Copy the records below line by line and word for word, from the very first line through the line with "Coordinates are whole", omitting each picture.
▼
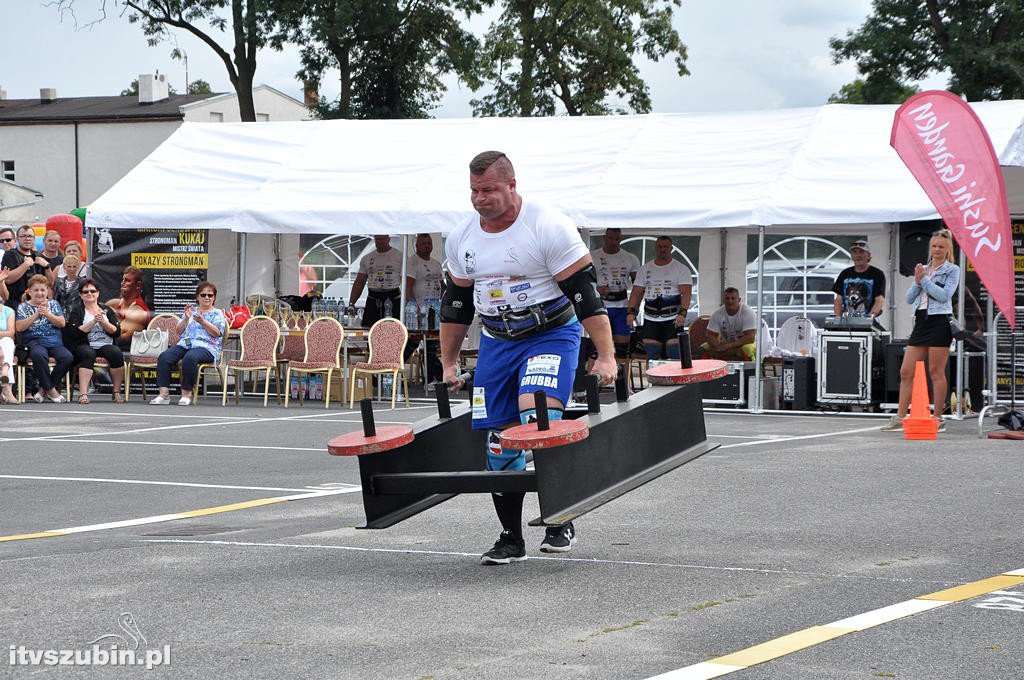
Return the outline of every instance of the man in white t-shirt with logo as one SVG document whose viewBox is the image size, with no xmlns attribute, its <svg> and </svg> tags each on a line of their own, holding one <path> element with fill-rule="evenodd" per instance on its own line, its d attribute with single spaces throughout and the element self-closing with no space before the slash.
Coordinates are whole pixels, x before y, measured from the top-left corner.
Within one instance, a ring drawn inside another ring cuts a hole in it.
<svg viewBox="0 0 1024 680">
<path fill-rule="evenodd" d="M 416 252 L 409 257 L 405 268 L 405 300 L 408 307 L 411 302 L 416 309 L 421 310 L 423 315 L 418 319 L 406 319 L 405 325 L 409 328 L 437 328 L 441 322 L 434 318 L 439 313 L 441 294 L 444 293 L 444 274 L 441 271 L 441 263 L 430 257 L 434 252 L 434 239 L 430 234 L 416 235 Z M 406 352 L 410 355 L 416 349 L 416 342 L 410 342 Z M 437 340 L 427 339 L 424 341 L 426 352 L 426 373 L 425 380 L 429 383 L 441 377 L 441 361 L 438 358 L 440 351 Z M 408 359 L 408 357 L 406 357 Z"/>
<path fill-rule="evenodd" d="M 708 340 L 697 350 L 697 356 L 710 359 L 754 361 L 757 356 L 757 315 L 740 302 L 736 288 L 726 288 L 722 306 L 708 319 Z"/>
<path fill-rule="evenodd" d="M 604 245 L 590 253 L 597 270 L 597 292 L 608 309 L 608 322 L 612 326 L 612 341 L 615 353 L 626 356 L 629 353 L 631 327 L 626 321 L 626 306 L 629 292 L 640 269 L 640 259 L 620 247 L 621 229 L 605 229 Z"/>
<path fill-rule="evenodd" d="M 654 259 L 640 267 L 626 308 L 626 321 L 636 323 L 644 302 L 644 349 L 648 359 L 678 359 L 679 329 L 686 327 L 686 313 L 693 294 L 693 272 L 672 257 L 672 239 L 659 236 Z"/>
<path fill-rule="evenodd" d="M 425 300 L 441 299 L 441 294 L 444 292 L 444 274 L 441 272 L 441 263 L 430 257 L 433 252 L 434 239 L 430 234 L 417 234 L 416 252 L 409 256 L 409 263 L 405 269 L 407 304 L 410 301 L 415 301 L 418 306 L 422 307 Z M 436 328 L 436 326 L 429 325 L 424 328 Z"/>
<path fill-rule="evenodd" d="M 386 316 L 397 318 L 402 309 L 402 253 L 391 247 L 391 237 L 387 234 L 375 235 L 373 246 L 374 251 L 363 255 L 359 261 L 359 273 L 348 298 L 349 312 L 355 313 L 356 302 L 366 287 L 363 328 L 369 328 Z"/>
<path fill-rule="evenodd" d="M 533 393 L 547 393 L 548 418 L 560 420 L 586 328 L 597 348 L 591 372 L 604 385 L 615 379 L 615 349 L 597 273 L 583 239 L 563 213 L 516 191 L 515 170 L 500 151 L 469 164 L 469 188 L 478 213 L 445 242 L 448 285 L 441 301 L 444 380 L 458 389 L 459 349 L 474 312 L 483 334 L 473 380 L 473 429 L 487 430 L 487 469 L 526 469 L 526 452 L 501 446 L 501 430 L 536 419 Z M 581 328 L 582 324 L 582 328 Z M 502 532 L 481 564 L 526 559 L 523 493 L 492 494 Z M 541 551 L 568 552 L 572 522 L 551 526 Z"/>
</svg>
▲
__Result of this task__:
Return the outline of every instance of the man in white t-shirt with logo as one SVG document whose viewBox is the image size, with no xmlns attribute, its <svg> and </svg> tags each on a line of their own, holding one <path> element with fill-rule="evenodd" per instance on its own line, its d attribute with single spaces throughout and the element self-closing with no space before the slash.
Coordinates are whole pixels, x before y, measured from the top-left corner.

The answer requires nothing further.